Et la dernière chose que l’on voit dans ce texte, dans le dernier verset, c’est que Dieu reproche aux notables d’Israël d’abuser de leur position parmi le peuple. Dans ce dernier verset, Dieu prononce une sentence à l’encontre des notables. Dieu va mettre un terme à leurs banquets détestables. Par quel moyen ? Par un châtiment que Dieu va faire subir aux Israélites comme le juste jugement de leurs fautes (un châtiment mérité, qui a été annoncé comme un avertissement déjà depuis des siècles !). Ce châtiment, c’est la déportation. Mais avez-vous remarqué l’ironie que Dieu emploie contre les notables du peuple ? Ils seront placés en tête du cortège ! Évidemment, puisque ce sont des gens importants ! Ils ont passé tellement de temps à s’occuper d’eux-mêmes que Dieu aussi va les mettre à l’honneur ; mais peut-être pas de façon très agréable. Pourquoi cette ironie ? Pour attirer l’attention sur le fait que les notables d’Israël étaient trop attachés à leur position privilégiée parmi le peuple. Si seulement ces gens d’influence s’étaient faits les serviteurs d’autrui plutôt que de passer une partie de leur temps à se regarder dans le miroir et l’autre partie du temps à regarder les autres de haut !
On raconte l’histoire d’un homme, un civil pendant la guerre d’indépendance des États-Unis, qui est passé un jour à cheval devant un groupe de soldats qui essayaient tant bien que mal de réparer une barricade. Le chef des hommes leur criait toutes les instructions nécessaires, mais ne faisait rien pour les aider. L’homme en civil s’arrête, et demande au chef pourquoi il n’aide pas ses hommes. Le chef lui répond très dignement : « Monsieur, voyons, je suis un caporal ! ». Alors l’étranger lui présente ses excuses, descend de cheval, et s’attèle à la tâche pour aider les soldats. Une fois la barricade réparée, l’homme dit au caporal : « Si jamais vous avez encore besoin d’aide, faite-le savoir à votre état-major et je reviendrai vous donner un coup de main ». Il ne s’agissait de nul autre que de Georges Washington himself.

* **Données fournies**:
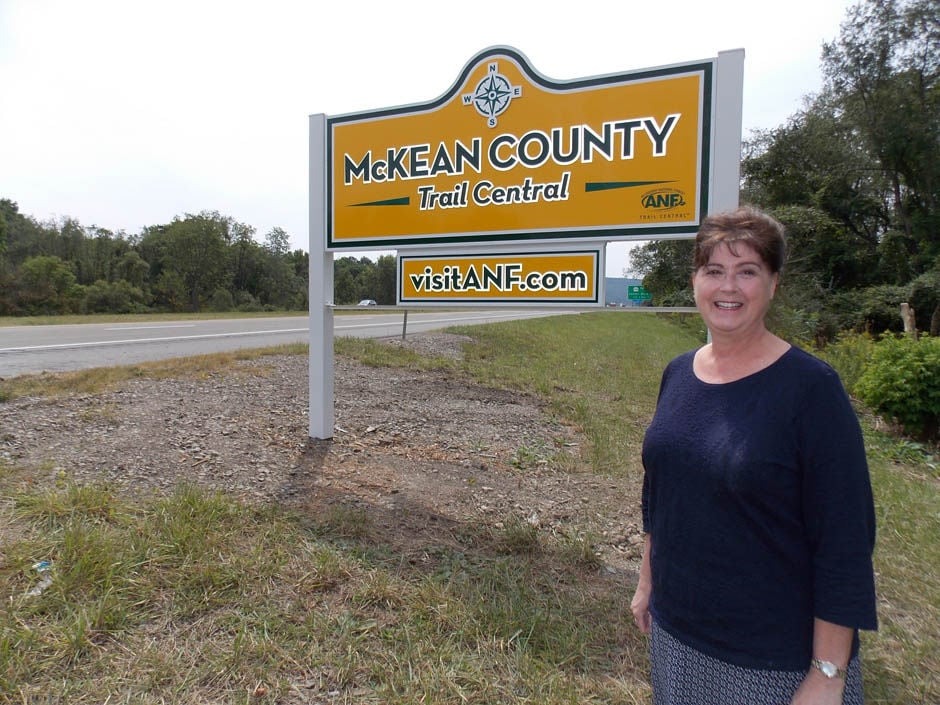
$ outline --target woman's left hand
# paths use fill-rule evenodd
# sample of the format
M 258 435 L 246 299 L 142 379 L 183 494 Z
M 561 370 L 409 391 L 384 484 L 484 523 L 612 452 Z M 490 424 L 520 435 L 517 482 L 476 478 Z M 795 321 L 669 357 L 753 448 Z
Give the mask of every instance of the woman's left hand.
M 811 668 L 793 695 L 790 705 L 842 705 L 844 690 L 845 681 L 841 678 L 826 678 Z

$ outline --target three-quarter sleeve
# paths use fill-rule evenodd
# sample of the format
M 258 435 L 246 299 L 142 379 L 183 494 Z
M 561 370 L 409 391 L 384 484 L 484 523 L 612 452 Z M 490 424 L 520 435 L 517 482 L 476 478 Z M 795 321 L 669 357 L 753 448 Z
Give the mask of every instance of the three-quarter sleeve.
M 877 629 L 868 462 L 858 417 L 831 369 L 807 385 L 799 425 L 815 615 L 842 626 Z

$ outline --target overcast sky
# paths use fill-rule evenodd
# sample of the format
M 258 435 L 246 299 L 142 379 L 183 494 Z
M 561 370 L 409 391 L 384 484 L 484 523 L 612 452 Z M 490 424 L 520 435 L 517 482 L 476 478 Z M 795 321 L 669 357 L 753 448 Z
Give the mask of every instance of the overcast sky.
M 128 235 L 218 211 L 309 250 L 311 113 L 437 98 L 494 45 L 561 80 L 743 48 L 747 137 L 819 90 L 852 4 L 0 0 L 0 198 Z

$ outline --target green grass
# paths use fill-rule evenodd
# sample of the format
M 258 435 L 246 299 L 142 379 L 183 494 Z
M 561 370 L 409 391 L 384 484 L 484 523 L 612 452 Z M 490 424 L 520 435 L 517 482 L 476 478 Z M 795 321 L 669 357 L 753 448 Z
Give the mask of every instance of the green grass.
M 698 344 L 652 315 L 457 332 L 474 338 L 464 361 L 374 342 L 336 349 L 538 394 L 589 439 L 577 471 L 637 482 L 662 367 Z M 863 427 L 881 619 L 863 635 L 867 702 L 940 702 L 935 456 L 868 417 Z M 519 471 L 546 452 L 525 449 Z M 589 536 L 494 519 L 416 564 L 384 546 L 364 509 L 311 519 L 186 486 L 132 500 L 107 486 L 40 487 L 0 463 L 0 537 L 0 703 L 649 701 L 631 590 L 599 573 Z M 31 597 L 40 560 L 53 581 Z

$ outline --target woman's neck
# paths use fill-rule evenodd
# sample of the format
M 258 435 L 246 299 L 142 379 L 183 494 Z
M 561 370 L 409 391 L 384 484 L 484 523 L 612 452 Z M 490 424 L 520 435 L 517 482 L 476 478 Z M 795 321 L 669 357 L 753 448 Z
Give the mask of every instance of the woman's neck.
M 706 382 L 733 382 L 776 362 L 790 344 L 761 328 L 742 337 L 713 335 L 695 356 L 695 373 Z

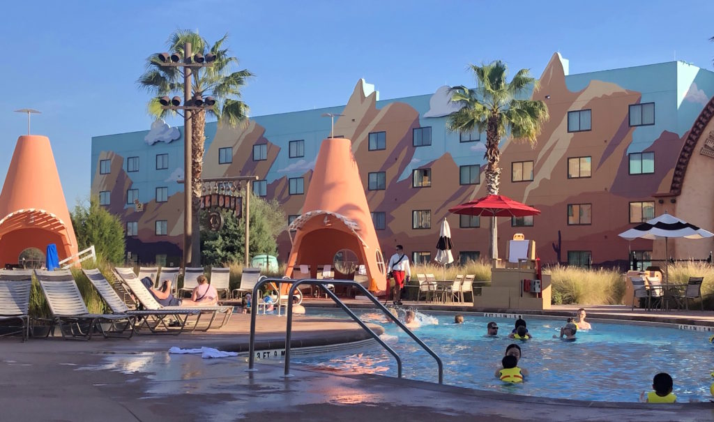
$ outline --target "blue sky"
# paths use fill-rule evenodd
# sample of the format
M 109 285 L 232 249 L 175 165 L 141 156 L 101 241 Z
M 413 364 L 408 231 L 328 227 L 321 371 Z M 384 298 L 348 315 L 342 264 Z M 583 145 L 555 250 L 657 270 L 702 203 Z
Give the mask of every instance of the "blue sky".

* **Consignes**:
- a) Selon l'extrait, quel grade le chef des soldats affirme-t-il avoir pour justifier qu'il n'aide pas ses hommes ?
- b) Convertissez en tableau Markdown tout ce qui va du début des lignes fournies jusqu'à la ligne contenant « M 811 668 L » incluse, avec deux colonnes, « Rang » et « Contenu ». Omettez les images et les lignes vides.
Les lignes ci-dessus n'ont aucun lien avec l'extrait.

* **Réponses successives**:
- a) Il affirme être caporal.

- b)
| Rang | Contenu |
|---|---|
| 1 | $ outline --target woman's left hand |
| 2 | # paths use fill-rule evenodd |
| 3 | # sample of the format |
| 4 | M 258 435 L 246 299 L 142 379 L 183 494 Z |
| 5 | M 561 370 L 409 391 L 384 484 L 484 523 L 612 452 Z M 490 424 L 520 435 L 517 482 L 476 478 Z M 795 321 L 669 357 L 753 448 Z |
| 6 | Give the mask of every instance of the woman's left hand. |
| 7 | M 811 668 L 793 695 L 790 705 L 842 705 L 844 690 L 845 681 L 841 678 L 826 678 Z |